# [Objective A]
Answer these questions from the text on the approach assistance controller:
(i) Besides the aircraft's position and attitude, what does the information INF include?
(ii) Which component supplies the images ROI_IMG to the comparator COMP 252?
(iii) In FIG. 3, what links the parts of the controller's hardware architecture?

# [Selected text]

The information INF supplied by the avionics 200 to the controller AAAC 101 includes the position (geographic) of the aircraft 100 and the attitude (orientation in space) of the aircraft 100, as well as georeferencing data of the airport runway on which the aircraft 100 is supposed to land.

The controller AAAC 101 is configured such that the comparator COMP 252 receives images DB_IMG supplied by the database DB 201 via the database manager DB_MGR 202. The controller AAAC 101 is configured in such a way that the comparator COMP 252 also receives the images ROI_IMG supplied by the region-of-interest manager ROI_MGR 251.

The controller AAAC 101 is configured so as to supply as output a signal SIG representative of the result of a comparison, by the comparator COMP 252, between the images DB_IMG supplied by the database DB 201 via the database manager DB_MGR 202 and the images supplied by the region-of-interest manager ROI_MGR 251. To allow the comparator COMP 252 to request, from the database manager DB_MGR 202, images of the airport runway on which the aircraft 100 is supposed to land, and possibly manipulate these images for them to be aligned and compared with the images ROI_IMG, the controller AAAC 101 is configured such that the comparator COMP 252 receives all or part of the set of information INF originating from the avionics 200 of the aircraft 100.

More comprehensive details on the operation of the controller AAAC 101, and more particularly of the region-of-interest manager ROI_MGR 251 and of the comparator COMP 252, are provided hereinbelow in relation to FIG. 4.

FIG. 3 schematically illustrates an example of hardware architecture of the controller AAAC 101, which then comprises, linked by a communication bus 300: a processor or CPU (“Central Processing Unit”) 301; a random access memory RAM 302, a read only memory ROM 303, for example a Flash memory; a data storage device, such as a hard disk drive HDD, or a storage medium reader, such as an SD (“Secure Digital”) card reader 304; at least one communication interface 305 allowing the controller AAAC 101 to interact in the airport approach assistance system and with other elements of the aircraft 100, such as the avionics 200 for example.

# [Supplied information]
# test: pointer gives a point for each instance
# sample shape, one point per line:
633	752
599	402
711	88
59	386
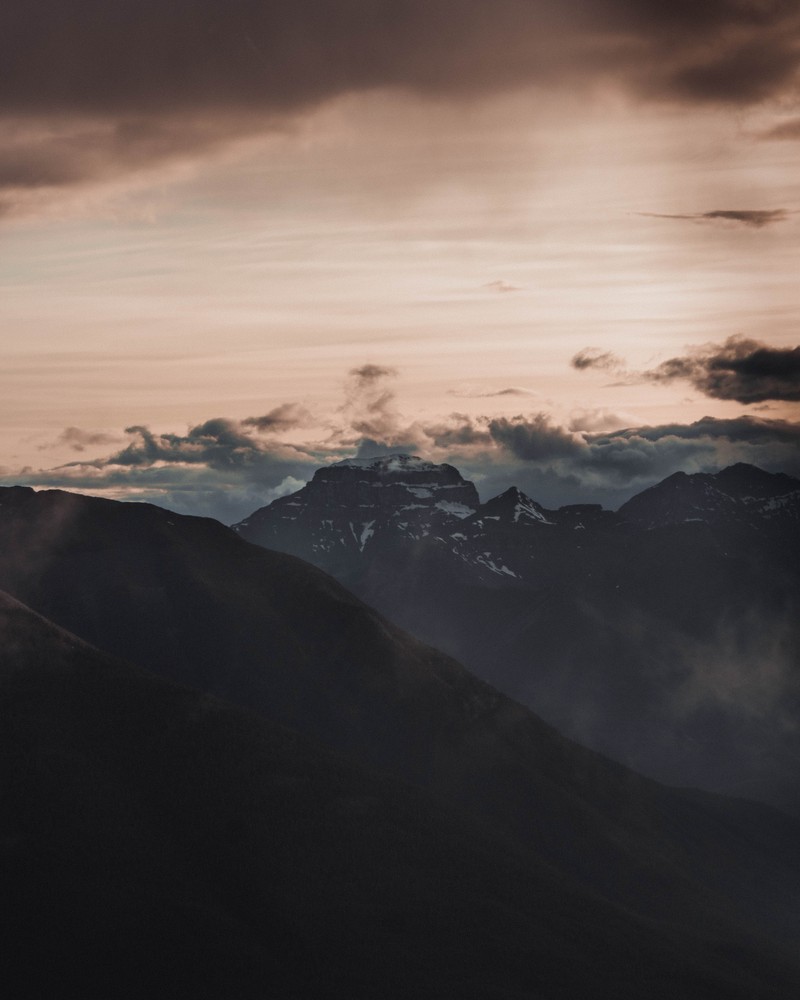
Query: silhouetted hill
192	601
156	842
666	635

# [Objective B]
Print every one of the rows above line for line, with nothing changed, from the test comment through the last point. Leave the pictures out of your answer.

# [Correct answer A]
(i) Georeferencing data of the airport runway on which the aircraft 100 is supposed to land.
(ii) The region-of-interest manager ROI_MGR 251.
(iii) A communication bus 300.

# [Correct answer B]
# test: pointer gives a point for each instance
# sample shape, one point per line:
633	752
599	402
711	88
59	386
Query: silhouetted hill
192	601
156	842
666	635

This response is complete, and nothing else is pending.